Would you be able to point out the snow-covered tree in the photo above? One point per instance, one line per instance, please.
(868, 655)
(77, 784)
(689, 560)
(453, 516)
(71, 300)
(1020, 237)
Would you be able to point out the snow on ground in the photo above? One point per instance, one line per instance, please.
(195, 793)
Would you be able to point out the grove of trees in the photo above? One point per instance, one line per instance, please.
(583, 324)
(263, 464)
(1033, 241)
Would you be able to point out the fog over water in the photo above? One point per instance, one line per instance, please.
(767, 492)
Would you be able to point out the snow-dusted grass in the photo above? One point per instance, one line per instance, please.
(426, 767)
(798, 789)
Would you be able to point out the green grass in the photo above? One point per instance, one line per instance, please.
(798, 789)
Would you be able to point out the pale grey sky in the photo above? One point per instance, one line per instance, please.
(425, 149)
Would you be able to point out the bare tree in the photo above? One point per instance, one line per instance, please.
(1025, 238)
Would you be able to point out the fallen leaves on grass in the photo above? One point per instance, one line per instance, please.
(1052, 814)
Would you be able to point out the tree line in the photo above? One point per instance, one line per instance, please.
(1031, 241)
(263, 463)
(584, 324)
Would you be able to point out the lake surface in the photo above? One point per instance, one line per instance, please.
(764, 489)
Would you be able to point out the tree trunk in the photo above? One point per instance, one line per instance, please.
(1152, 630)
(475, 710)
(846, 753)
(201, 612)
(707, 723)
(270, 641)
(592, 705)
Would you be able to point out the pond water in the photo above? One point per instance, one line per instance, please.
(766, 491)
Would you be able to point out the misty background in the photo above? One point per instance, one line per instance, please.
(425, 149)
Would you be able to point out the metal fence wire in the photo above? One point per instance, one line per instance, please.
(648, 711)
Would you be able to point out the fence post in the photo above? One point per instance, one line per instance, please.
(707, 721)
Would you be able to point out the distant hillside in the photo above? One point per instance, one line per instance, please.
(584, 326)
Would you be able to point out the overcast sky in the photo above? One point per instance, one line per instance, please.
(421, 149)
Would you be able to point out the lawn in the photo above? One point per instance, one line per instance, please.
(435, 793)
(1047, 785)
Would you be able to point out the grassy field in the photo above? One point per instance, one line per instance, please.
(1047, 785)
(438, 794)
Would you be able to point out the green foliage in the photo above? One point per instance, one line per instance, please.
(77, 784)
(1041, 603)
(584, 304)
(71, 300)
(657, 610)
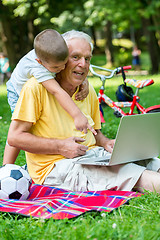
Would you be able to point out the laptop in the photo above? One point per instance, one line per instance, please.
(138, 138)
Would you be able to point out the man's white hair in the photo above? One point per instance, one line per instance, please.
(77, 34)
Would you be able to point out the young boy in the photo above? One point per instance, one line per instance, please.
(49, 56)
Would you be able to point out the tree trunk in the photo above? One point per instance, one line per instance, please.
(152, 43)
(109, 45)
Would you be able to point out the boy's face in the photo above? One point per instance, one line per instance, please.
(54, 66)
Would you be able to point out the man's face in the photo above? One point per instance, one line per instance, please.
(78, 63)
(54, 66)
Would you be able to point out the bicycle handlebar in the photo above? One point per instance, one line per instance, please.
(114, 71)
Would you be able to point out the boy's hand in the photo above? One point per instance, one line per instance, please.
(83, 90)
(81, 124)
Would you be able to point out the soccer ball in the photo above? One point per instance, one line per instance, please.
(14, 182)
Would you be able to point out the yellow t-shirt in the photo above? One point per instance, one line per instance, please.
(50, 120)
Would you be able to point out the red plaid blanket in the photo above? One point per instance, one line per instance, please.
(49, 202)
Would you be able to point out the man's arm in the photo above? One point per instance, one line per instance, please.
(103, 141)
(19, 136)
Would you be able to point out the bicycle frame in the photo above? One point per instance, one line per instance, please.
(116, 106)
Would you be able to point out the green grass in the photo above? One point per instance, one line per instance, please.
(138, 220)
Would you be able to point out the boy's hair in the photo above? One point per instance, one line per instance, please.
(49, 45)
(77, 34)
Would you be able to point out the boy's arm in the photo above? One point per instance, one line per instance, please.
(68, 104)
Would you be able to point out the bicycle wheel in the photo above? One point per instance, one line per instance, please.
(154, 110)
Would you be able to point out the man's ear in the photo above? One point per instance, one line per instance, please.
(38, 60)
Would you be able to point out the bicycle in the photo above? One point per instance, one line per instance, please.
(125, 95)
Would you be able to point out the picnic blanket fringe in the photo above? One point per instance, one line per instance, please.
(50, 202)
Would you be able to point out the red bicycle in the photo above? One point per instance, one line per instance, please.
(125, 95)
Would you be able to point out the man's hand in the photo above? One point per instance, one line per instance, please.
(83, 90)
(72, 148)
(109, 145)
(105, 142)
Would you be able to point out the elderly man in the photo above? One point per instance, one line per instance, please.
(42, 128)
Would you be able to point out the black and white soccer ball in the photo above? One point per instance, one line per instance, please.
(14, 182)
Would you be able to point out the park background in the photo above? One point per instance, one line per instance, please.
(115, 26)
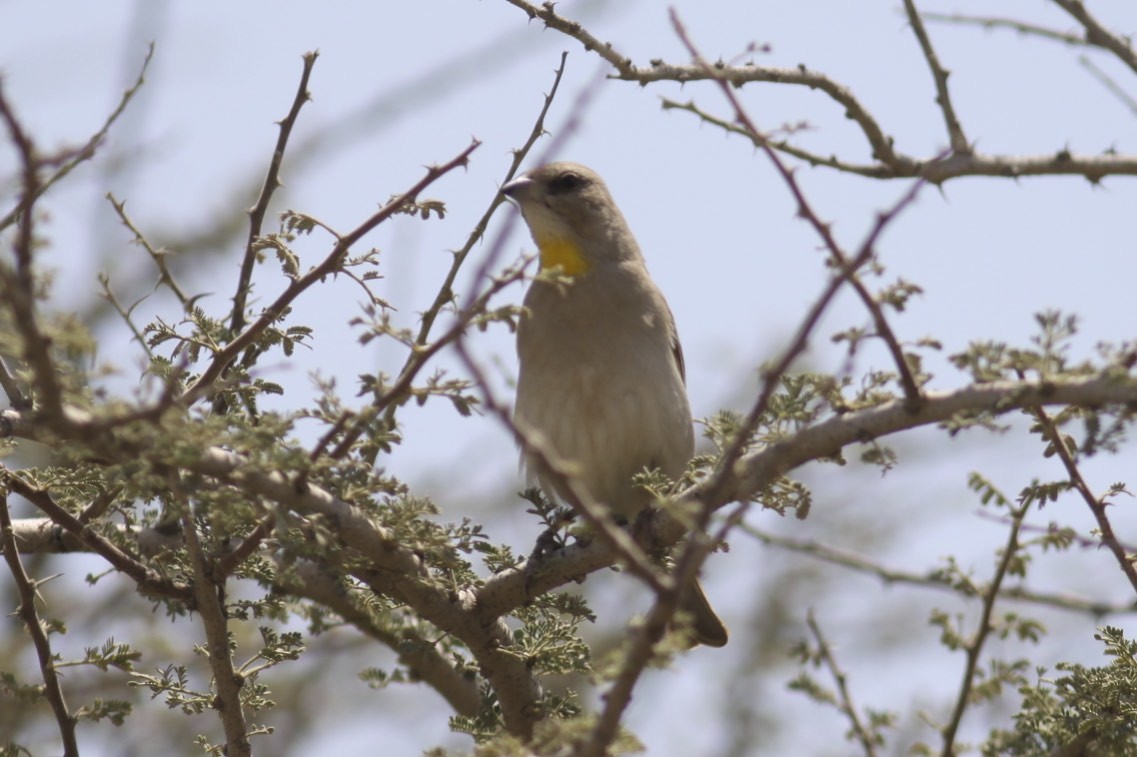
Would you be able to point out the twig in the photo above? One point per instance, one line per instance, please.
(1097, 35)
(1097, 506)
(579, 499)
(232, 559)
(207, 592)
(157, 256)
(1109, 83)
(973, 648)
(932, 579)
(845, 699)
(421, 657)
(225, 356)
(998, 22)
(512, 588)
(26, 590)
(889, 163)
(17, 287)
(272, 182)
(956, 139)
(149, 581)
(11, 389)
(446, 293)
(847, 269)
(88, 150)
(391, 399)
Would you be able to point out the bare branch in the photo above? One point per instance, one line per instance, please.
(424, 659)
(207, 593)
(846, 272)
(149, 581)
(26, 590)
(1057, 442)
(224, 357)
(86, 151)
(11, 388)
(974, 646)
(1097, 34)
(156, 255)
(1001, 22)
(272, 182)
(845, 699)
(955, 135)
(934, 579)
(889, 164)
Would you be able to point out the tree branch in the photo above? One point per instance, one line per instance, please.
(934, 579)
(973, 648)
(272, 183)
(889, 164)
(1098, 35)
(26, 590)
(274, 310)
(207, 596)
(956, 139)
(844, 698)
(1096, 505)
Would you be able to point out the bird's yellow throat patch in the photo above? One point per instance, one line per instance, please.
(558, 252)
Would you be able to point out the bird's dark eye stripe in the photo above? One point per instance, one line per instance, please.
(566, 182)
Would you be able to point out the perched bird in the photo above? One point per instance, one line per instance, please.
(602, 372)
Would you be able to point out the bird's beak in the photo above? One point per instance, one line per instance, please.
(519, 186)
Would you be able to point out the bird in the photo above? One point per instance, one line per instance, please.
(602, 377)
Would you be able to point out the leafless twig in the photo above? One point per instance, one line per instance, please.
(26, 590)
(844, 698)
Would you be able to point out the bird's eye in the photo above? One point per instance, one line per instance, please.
(566, 182)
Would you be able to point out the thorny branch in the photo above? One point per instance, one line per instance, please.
(974, 646)
(26, 590)
(1057, 442)
(274, 310)
(934, 579)
(887, 161)
(208, 596)
(957, 140)
(845, 699)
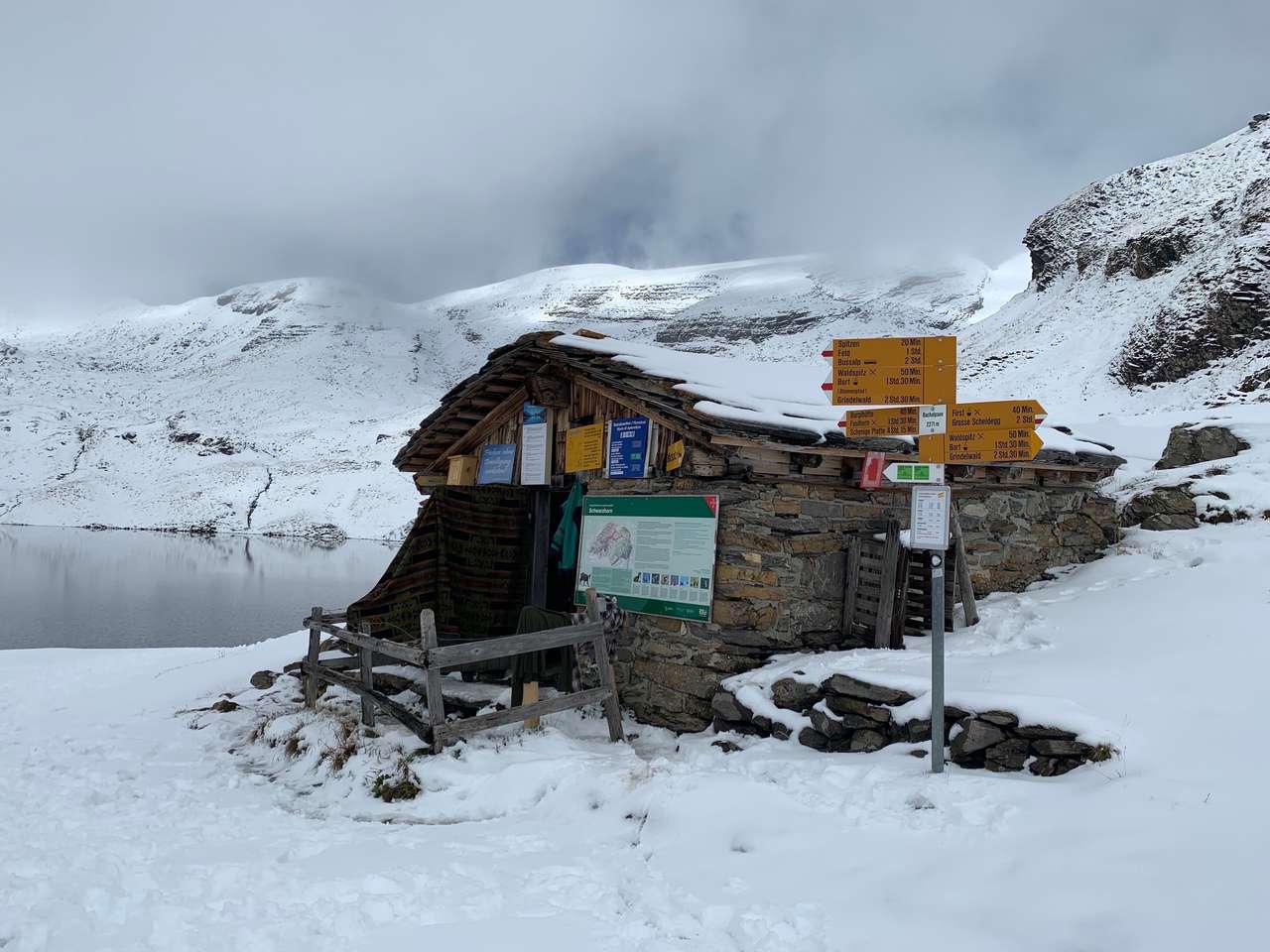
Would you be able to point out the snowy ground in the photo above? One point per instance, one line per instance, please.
(131, 830)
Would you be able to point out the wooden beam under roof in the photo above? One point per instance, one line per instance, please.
(488, 424)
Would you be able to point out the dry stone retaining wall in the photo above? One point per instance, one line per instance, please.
(779, 578)
(852, 716)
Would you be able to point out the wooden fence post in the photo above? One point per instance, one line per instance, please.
(612, 707)
(852, 588)
(530, 696)
(314, 651)
(367, 656)
(432, 676)
(962, 572)
(887, 595)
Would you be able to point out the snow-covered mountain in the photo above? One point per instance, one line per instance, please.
(1151, 290)
(277, 408)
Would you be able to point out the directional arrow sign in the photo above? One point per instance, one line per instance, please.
(993, 414)
(884, 421)
(915, 472)
(880, 371)
(992, 445)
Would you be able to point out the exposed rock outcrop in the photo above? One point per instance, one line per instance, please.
(846, 715)
(1164, 508)
(1189, 444)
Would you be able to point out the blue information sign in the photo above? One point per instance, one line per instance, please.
(627, 448)
(497, 463)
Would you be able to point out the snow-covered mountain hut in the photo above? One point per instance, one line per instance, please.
(507, 454)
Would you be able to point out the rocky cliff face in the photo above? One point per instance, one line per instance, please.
(1185, 240)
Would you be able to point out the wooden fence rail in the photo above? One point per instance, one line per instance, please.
(434, 657)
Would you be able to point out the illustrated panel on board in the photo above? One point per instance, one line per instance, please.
(656, 555)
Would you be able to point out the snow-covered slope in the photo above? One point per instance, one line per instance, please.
(1150, 293)
(1151, 290)
(277, 408)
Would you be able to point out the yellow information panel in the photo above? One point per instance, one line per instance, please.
(994, 414)
(675, 456)
(879, 371)
(993, 445)
(584, 448)
(887, 421)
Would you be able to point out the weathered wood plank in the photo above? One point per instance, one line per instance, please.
(452, 730)
(386, 703)
(852, 588)
(612, 707)
(887, 601)
(314, 651)
(434, 697)
(393, 649)
(962, 572)
(489, 649)
(366, 656)
(540, 553)
(897, 624)
(471, 436)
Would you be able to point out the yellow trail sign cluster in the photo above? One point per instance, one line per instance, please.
(910, 385)
(991, 445)
(892, 371)
(881, 421)
(994, 414)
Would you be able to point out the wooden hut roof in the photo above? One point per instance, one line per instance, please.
(714, 402)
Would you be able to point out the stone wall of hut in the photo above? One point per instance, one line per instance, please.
(779, 578)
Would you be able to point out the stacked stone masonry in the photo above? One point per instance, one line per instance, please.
(780, 574)
(852, 716)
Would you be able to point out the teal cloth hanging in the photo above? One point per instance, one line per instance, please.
(564, 542)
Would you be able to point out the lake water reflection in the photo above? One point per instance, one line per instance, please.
(79, 588)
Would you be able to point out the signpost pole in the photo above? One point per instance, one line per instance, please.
(938, 661)
(929, 530)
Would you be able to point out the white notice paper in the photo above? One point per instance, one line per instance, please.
(929, 524)
(535, 445)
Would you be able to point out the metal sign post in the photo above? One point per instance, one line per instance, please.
(937, 661)
(929, 530)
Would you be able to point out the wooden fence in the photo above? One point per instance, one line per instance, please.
(434, 658)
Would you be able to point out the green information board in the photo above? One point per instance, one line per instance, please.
(654, 553)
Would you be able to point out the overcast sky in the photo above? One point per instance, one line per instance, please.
(171, 150)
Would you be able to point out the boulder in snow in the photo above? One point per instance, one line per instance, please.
(1198, 444)
(1164, 508)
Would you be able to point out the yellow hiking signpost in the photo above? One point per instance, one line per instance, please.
(910, 388)
(931, 421)
(883, 421)
(892, 371)
(994, 414)
(992, 445)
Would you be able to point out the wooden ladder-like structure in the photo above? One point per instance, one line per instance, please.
(888, 589)
(434, 658)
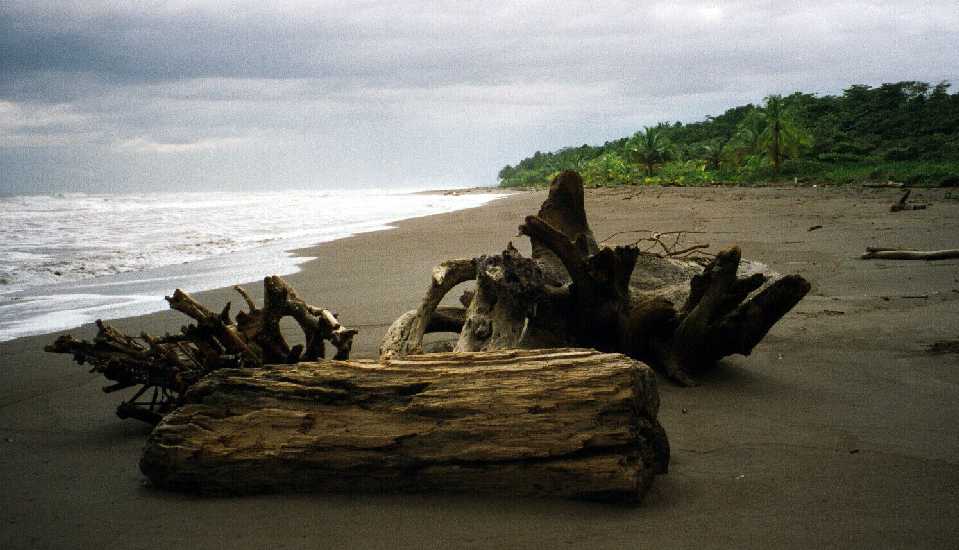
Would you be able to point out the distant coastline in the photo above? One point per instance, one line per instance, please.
(200, 261)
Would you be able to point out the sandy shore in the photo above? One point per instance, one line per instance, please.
(839, 431)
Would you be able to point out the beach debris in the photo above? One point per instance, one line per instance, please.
(573, 292)
(567, 423)
(878, 253)
(902, 203)
(165, 367)
(943, 346)
(884, 184)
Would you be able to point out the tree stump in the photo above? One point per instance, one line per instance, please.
(554, 423)
(680, 317)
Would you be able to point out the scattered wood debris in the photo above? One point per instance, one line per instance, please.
(943, 346)
(902, 203)
(878, 253)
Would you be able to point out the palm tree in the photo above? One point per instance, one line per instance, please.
(648, 148)
(781, 135)
(748, 138)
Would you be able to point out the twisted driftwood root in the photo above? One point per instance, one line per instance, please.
(550, 423)
(575, 293)
(165, 367)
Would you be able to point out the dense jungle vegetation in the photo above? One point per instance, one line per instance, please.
(905, 132)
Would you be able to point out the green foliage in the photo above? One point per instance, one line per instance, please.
(906, 131)
(686, 172)
(607, 169)
(650, 148)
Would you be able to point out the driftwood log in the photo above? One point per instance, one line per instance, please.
(678, 316)
(557, 423)
(165, 367)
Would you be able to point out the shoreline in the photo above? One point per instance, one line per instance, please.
(837, 431)
(55, 307)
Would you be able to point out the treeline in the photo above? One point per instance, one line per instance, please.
(906, 131)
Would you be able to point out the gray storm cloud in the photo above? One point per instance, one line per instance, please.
(210, 94)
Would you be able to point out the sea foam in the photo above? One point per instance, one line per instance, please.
(69, 259)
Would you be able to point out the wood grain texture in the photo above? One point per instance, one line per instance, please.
(560, 423)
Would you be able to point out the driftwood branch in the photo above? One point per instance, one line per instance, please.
(874, 253)
(902, 203)
(163, 368)
(572, 292)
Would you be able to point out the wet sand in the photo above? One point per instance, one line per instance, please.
(838, 431)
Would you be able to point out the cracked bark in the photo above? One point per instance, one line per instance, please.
(677, 316)
(560, 423)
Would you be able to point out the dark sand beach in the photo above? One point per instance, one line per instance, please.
(838, 431)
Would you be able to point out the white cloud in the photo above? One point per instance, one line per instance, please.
(375, 90)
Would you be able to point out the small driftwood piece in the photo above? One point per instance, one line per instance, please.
(674, 314)
(876, 253)
(566, 423)
(903, 204)
(165, 367)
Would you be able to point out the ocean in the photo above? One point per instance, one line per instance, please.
(69, 259)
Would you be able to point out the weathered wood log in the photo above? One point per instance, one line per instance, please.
(678, 316)
(553, 423)
(876, 253)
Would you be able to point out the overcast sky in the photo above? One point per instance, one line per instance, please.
(103, 96)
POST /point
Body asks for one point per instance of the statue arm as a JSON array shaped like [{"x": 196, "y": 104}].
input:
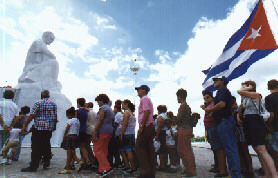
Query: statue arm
[{"x": 42, "y": 48}]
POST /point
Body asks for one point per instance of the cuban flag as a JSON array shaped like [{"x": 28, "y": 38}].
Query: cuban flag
[{"x": 252, "y": 42}]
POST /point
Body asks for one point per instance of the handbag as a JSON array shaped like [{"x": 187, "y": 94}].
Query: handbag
[
  {"x": 262, "y": 111},
  {"x": 63, "y": 144},
  {"x": 240, "y": 111}
]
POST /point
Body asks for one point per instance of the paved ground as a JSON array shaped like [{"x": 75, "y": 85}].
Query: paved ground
[{"x": 204, "y": 158}]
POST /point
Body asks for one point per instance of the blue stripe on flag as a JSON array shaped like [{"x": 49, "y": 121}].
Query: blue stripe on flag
[
  {"x": 222, "y": 67},
  {"x": 242, "y": 69},
  {"x": 242, "y": 31}
]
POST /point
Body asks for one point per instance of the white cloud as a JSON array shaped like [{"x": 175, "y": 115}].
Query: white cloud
[
  {"x": 150, "y": 3},
  {"x": 210, "y": 37},
  {"x": 103, "y": 23}
]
──────
= Work required =
Using the material above, work out how many lines contain the string "shaped". Give the number only.

= Answer section =
6